▶ INSTRUCTIONS
- a) The text on the European Championship names England's group opponents and the team England met in the quarter-final. List every one of those national teams.
- b) Find every line of the records that contains the string "pointer" and copy each one. Case counts.

▶ TEXT TO READ

---*---

In group C, which included Italy, Spain and Croatia, a situation unfolded during the last group game in which Italy led the group despite having the same number of points as Spain and Croatia, and a lesser goal difference than both. When taking into account that, at that stage of the evening, the games between the three teams had resulted in a draw – or were on course to do so – it seemed ridiculous to think that goals scored in draws between three teams on the same points should be used instead of overall goal difference.
Fortunately, Spain secured a late winner against Croatia and the group was settled on points alone, with Spain taking top spot.
England were amongst the other group winners, and despite a squad lacking a number of experienced international players, went on to record their best performance on foreign soil since 1968 – when the tournament included just four teams.
Not until Portugal in 2004 did England progress beyond the group phase in a competition hosted overseas and when bearing in mind some of the failings of the England national team over the previous ten European Championships – four of which England failed even to qualify – it was little surprise that topping a group consisting of France, Sweden and Ukraine earned Roy Hodgson and his team so many plaudits.
Optimism was high amongst England fans ahead of a quarter-final showdown with Italy, and although hindsight can be used to suggest that a certain degree of that optimism was misplaced following Italy’s dominant display in a match they should have won long before penalty kicks, it is worth noting that Italy’s own performances in the group stage – none of which were overly convincing – were a big factor behind English expectation.
Their ultimate loss to Italy simply resulted in hype being directed elsewhere by the British media.
And from not even being considered as serious trophy contenders before the quarter-final stage, Italy became the new media favourites and found themselves going into the final against Spain just a week later with a number of analysts in the British media almost regarding them as competition favourites. Such a view was based largely on an impressive, albeit overrated, victory over Germany in the semi finals – a match in which a catalogue of Italian defensive blunders in the opening quarter-hour of the match could have seen the Germans with a convincing early lead.
In addition, Mario Balotelli, the talented but temperamental character leading the Italian strikeforce, was hyped to the point that a career of ups, downs and controversies was seemingly overshadowed by a fine performance in the semi final in which he scored twice on an all too rare occasion in which Balotelli’s contribution to his team in a decisive match was entirely positive.

---*---

▶ THE DATA
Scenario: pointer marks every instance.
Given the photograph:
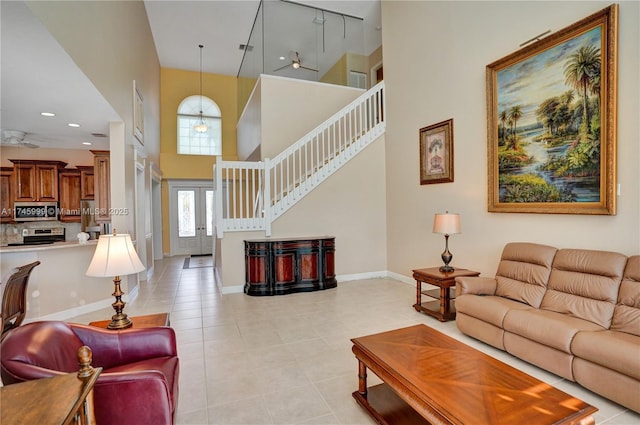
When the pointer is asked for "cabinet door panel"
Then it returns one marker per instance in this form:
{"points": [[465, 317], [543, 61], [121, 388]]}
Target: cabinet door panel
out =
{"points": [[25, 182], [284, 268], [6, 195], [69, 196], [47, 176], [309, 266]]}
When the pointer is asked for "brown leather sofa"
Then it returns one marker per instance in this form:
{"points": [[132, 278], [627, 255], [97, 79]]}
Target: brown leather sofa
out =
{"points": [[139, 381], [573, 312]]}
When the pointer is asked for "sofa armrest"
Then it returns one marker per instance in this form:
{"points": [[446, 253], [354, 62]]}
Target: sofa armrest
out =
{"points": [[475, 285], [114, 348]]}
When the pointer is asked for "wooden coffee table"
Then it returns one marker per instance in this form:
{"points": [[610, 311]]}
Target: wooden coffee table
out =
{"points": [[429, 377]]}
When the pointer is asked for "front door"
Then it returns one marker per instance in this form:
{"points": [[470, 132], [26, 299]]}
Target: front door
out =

---*---

▶ TASK-BY-TASK RESULTS
- a) France, Sweden, Ukraine, Italy

- b)
Scenario: pointer marks every instance.
When the pointer is asked for "cabinet door panel"
When the pointer is asked for "brown leather sofa"
When the pointer is asked for "sofa armrest"
When the pointer is asked for "wooden coffee table"
When the pointer is asked for "front door"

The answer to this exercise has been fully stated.